Excerpts from point annotation data:
※ ※ ※

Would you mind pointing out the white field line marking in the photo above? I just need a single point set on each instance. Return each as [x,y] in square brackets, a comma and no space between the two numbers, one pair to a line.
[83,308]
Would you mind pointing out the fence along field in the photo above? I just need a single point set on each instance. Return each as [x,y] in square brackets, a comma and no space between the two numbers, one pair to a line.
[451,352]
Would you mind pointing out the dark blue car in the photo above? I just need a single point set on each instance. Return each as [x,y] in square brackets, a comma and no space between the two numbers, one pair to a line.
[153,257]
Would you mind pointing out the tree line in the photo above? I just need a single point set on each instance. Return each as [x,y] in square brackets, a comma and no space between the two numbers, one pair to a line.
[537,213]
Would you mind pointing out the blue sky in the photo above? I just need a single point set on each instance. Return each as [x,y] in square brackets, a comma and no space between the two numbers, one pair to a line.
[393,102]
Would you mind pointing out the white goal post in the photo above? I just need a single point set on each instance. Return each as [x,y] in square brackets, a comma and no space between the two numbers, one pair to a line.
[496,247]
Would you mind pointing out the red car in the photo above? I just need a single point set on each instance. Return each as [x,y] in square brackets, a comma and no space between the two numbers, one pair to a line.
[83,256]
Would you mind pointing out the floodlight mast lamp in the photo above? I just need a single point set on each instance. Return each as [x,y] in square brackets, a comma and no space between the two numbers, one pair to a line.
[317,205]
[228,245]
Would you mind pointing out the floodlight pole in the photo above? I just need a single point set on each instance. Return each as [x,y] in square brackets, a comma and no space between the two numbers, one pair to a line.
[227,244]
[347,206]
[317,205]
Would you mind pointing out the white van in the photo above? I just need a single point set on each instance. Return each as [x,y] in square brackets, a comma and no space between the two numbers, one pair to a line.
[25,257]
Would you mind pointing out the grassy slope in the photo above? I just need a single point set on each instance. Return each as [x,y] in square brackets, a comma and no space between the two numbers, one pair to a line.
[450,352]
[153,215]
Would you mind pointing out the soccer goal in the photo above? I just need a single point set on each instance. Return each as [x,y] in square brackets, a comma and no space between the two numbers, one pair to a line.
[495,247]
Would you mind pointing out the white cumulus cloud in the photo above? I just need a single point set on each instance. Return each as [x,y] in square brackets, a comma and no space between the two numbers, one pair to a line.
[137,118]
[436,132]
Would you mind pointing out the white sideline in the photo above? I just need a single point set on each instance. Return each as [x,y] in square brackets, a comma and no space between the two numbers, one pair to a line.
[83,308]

※ ※ ※

** WRITTEN REQUEST **
Reproduce the lines above, substituting "single marker" for every occurrence of "single point" and leaving all other text unchanged.

** WORKED SOLUTION **
Would you mind pointing out the white field line marking in the photo above? I just need a single marker set on each instance. Return each as [x,y] in square brackets, a comma and no space between the two numbers, one pair to a line.
[83,308]
Would you mind pointing out the fence along field in the photo above? I just need a single marker set on each instance. Return each as [x,y] in square brackets, a comma and no space between the two numbers, one pair to a line.
[451,352]
Would you mind pointing out the dark blue car in the photo above? I just need a single marker set on each instance. Return each as [x,y] in square brackets, a comma and no space between the two numbers, one pair to a line.
[153,257]
Would you mind pointing out the tree line in the photo above? I just need a single marker set on each instance. Return each as [x,y] in square brackets, a comma and no space between the two numbers, one pair to a line.
[537,213]
Would you mind pointing out the blue sky in the photo above? I just need a single marker set on each instance. Return each as [x,y] in square brackets, a comma and no space between the two numbers, one pair to a line.
[393,102]
Would you mind pointing out the white goal post in the photo above? I just need a single marker set on each instance. Return each as [x,y] in square brackets, a comma and no space between the two numbers, one pair to a line.
[496,247]
Would you mind pointing out the red car in the photo above? I just need a single marker set on each instance. Return each as [x,y] in square brackets, a comma and no space between the two numbers, one pair to a line.
[83,256]
Would you mind pointing out the floodlight mast lamp in the photo above? I just need a single marker set on each instance. Return each as [x,y] in square brackets, a comma and no space between the two numbers, one pair to a line.
[317,205]
[228,245]
Would you mind pointing out the floodlight pole in the photo above? I just need a single marker set on each instance. Return each as [x,y] in square brackets, a comma and no space between the two numbers, one pair to a line.
[227,244]
[347,206]
[317,205]
Would you mind pointing out the white van in the photo above? I just need a single marker set on each instance. Return each as [x,y] in square brackets, a comma and no space between the two numbers, one pair to a line.
[25,257]
Would you mind pointing out the grassy slope in the photo above? I just need a single marker set on each instance. Return each as [x,y] in square brackets, a comma and no space between the two numbers, one pair to a line.
[450,352]
[153,215]
Would you mind pointing out the soccer goal in the photo above? I just need a single marker set on each instance. Return each as [x,y] in square brackets, a comma and no space between the two numbers, one pair to a line.
[495,247]
Would you mind pointing out the white cumulus cloud in the photo above? I just need a single marker set on each instance. Return each as [x,y] in square brackets, a comma and no space between the two numbers, one pair to a line.
[137,118]
[436,132]
Would you mind pointing out the white sideline in the photo above? I just need a single marker set on each instance. Return each as [x,y] in square brackets, a comma and no space between the two numbers, one pair to a line.
[83,308]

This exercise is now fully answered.